(Available data begins)

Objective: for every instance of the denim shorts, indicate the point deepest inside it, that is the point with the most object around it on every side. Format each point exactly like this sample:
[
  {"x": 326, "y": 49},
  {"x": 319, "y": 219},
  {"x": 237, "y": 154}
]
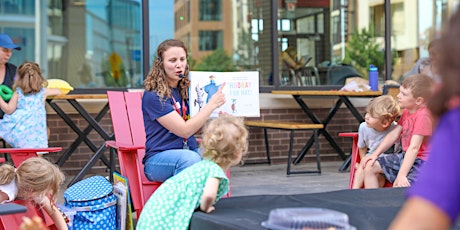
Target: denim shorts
[{"x": 391, "y": 164}]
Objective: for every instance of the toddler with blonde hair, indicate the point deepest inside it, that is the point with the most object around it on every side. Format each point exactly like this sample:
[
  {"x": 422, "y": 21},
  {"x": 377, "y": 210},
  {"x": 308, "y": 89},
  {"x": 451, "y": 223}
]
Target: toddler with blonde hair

(Available data ends)

**Task**
From the entries above, select each line containing the string "around".

**Solution to the exercise**
Objective: for every instance of the denim shorts, indicate the point deepest inside it, that is the point with the most object around it on every side. Format each point exactly like this sample:
Objective: for every instance of the toddler with blonde hair, indicate the point deepest inside it, that is the point with the most object around it on every side. Format each point exactly like this sample:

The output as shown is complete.